▶ **YOUR TASK**: Copy each of the records exactly; leave nothing out.

Stored dataset items
=== Begin Enclosure ===
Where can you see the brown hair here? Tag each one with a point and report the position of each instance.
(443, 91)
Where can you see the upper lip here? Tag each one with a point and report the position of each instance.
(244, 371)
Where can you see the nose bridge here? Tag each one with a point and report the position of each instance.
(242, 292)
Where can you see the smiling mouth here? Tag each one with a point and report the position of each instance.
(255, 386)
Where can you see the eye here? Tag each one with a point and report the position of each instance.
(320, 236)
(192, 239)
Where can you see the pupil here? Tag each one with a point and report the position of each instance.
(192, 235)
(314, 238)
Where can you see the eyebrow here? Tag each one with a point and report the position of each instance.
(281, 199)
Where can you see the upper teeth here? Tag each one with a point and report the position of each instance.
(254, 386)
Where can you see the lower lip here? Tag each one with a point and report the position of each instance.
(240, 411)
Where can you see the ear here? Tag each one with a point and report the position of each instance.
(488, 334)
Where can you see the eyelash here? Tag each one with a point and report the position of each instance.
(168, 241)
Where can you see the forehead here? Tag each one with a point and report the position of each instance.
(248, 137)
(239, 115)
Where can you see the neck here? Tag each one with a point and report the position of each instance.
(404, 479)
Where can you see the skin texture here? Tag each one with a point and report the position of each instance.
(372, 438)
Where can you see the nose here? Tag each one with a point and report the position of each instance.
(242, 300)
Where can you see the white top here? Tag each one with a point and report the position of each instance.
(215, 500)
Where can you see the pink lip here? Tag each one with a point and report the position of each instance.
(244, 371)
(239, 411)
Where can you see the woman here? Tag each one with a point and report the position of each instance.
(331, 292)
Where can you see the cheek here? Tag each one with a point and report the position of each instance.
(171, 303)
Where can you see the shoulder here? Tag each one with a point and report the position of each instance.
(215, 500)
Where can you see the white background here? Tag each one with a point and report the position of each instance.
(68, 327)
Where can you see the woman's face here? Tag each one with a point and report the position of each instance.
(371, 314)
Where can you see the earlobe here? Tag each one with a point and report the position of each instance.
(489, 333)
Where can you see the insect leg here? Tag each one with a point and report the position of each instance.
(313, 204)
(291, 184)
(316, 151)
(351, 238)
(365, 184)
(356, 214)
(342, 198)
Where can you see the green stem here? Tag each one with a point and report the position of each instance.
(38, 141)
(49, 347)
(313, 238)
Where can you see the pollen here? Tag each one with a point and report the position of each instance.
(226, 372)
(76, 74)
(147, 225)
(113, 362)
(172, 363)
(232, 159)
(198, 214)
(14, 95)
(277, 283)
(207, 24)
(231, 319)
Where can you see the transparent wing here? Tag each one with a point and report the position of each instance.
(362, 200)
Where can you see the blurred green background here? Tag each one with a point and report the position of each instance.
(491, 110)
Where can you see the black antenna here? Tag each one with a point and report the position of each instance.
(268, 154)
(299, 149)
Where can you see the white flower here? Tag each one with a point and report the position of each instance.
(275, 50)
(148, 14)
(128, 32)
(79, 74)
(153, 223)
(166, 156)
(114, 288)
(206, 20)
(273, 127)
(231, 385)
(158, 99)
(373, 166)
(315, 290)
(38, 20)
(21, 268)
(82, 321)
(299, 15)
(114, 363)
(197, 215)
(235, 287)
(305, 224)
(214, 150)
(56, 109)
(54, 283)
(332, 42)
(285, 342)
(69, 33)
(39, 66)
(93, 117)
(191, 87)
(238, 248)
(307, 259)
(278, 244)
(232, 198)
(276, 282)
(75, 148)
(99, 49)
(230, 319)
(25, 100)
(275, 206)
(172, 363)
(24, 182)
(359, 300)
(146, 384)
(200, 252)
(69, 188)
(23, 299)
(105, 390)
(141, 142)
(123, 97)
=== End Enclosure ===
▶ **ANSWER FOR THE TASK**:
Where can you see the brown hair here? Tag each one with a point and report the position of each instance.
(443, 91)
Where can you see the upper lip here? Tag each one with a point and report the position of each instance.
(244, 371)
Where can you see the nose bridge here? Tag each one with a point and report the position of each instance.
(242, 292)
Where can you see the smiling mouth here? Tag each one with a point and report the position of each instance.
(255, 386)
Where can you see the eye here? Tag each one with a point and report the position of each instance.
(320, 236)
(192, 239)
Where can you see the pupil here? Tag each one with a point and report the position of each instance.
(192, 235)
(314, 238)
Where can you see the eyebrow here? Tag each one with a point and report the position of each instance.
(281, 199)
Where can you see the upper teeth here? Tag each one with a point and report the position of each instance.
(254, 386)
Where can you see the lower lip here? Tag each one with a point and report the position of each instance.
(240, 411)
Where can you see the ear here? Tag each one with a point and report the position of each instance.
(488, 334)
Where can you see the eyelash here? Tag each one with a point and report the position of each instance.
(168, 241)
Where can you see the forehead here? Tag each one with a point and report the position of each instance.
(248, 137)
(239, 115)
Where can you see the neck here? Tag each one with a point and report the position of each instance.
(404, 479)
Where can you see the skin texture here? Tag each one with a point and report the position of each instance.
(372, 438)
Where can you see the nose here? Tag each one with a point and report the position of each instance.
(242, 300)
Where can you see the white top here? Tag each one with a point and report the position of each instance.
(215, 500)
Where can you see the pink lip here? Tag each one with a point and report the position of each instance.
(244, 371)
(239, 411)
Where can you see the woman here? Tag each one with a point and report the position of each instance.
(331, 292)
Where can you see the cheek here? Tag each one with a point and report the position of each instance.
(171, 303)
Where can you see the shoulder here? Tag each one with a point and report the position of each instance.
(215, 500)
Where can you see the white background here? Tag each one with a point and report the position of each instance.
(68, 327)
Where can you see the woman's face here? Tag each one with a point and report the position of each instance.
(371, 314)
Where can you see the earlobe here? Tag each one with a point and report the position of each instance.
(489, 333)
Where can you see the insect leg here? Tag each one with a point and report the position of each instance.
(313, 204)
(291, 184)
(316, 151)
(351, 238)
(365, 184)
(356, 214)
(342, 198)
Where can you see the green stem here? Tag each one with a point and report the position of each instance.
(38, 141)
(49, 347)
(313, 238)
Where can you see the pollen here? Tag each one with a point and report the position of each instance.
(226, 372)
(76, 74)
(147, 225)
(113, 362)
(172, 363)
(232, 159)
(198, 214)
(14, 95)
(277, 283)
(207, 24)
(231, 319)
Where can you see the transparent wing here? Tag each one with a point and report the position of each instance.
(362, 200)
Where can you see the blurred green background here? Tag each one with a point and report the position of each instance.
(491, 110)
Where can you see the black antenna here? Tag each one with a point and report the position of each instance.
(268, 154)
(299, 149)
Where can you see the white flower here? Tag each one with a point and report the position of each instance.
(275, 50)
(148, 14)
(128, 32)
(79, 74)
(153, 223)
(166, 156)
(114, 288)
(206, 20)
(273, 127)
(231, 385)
(158, 99)
(373, 166)
(315, 290)
(38, 20)
(21, 268)
(82, 321)
(299, 15)
(114, 363)
(197, 215)
(235, 287)
(305, 224)
(214, 150)
(56, 109)
(54, 283)
(332, 42)
(285, 342)
(69, 33)
(39, 66)
(93, 117)
(191, 87)
(238, 248)
(307, 259)
(278, 244)
(232, 198)
(276, 282)
(75, 148)
(99, 49)
(230, 319)
(25, 100)
(275, 206)
(172, 363)
(24, 182)
(359, 300)
(146, 384)
(200, 252)
(69, 188)
(23, 299)
(105, 390)
(141, 142)
(123, 97)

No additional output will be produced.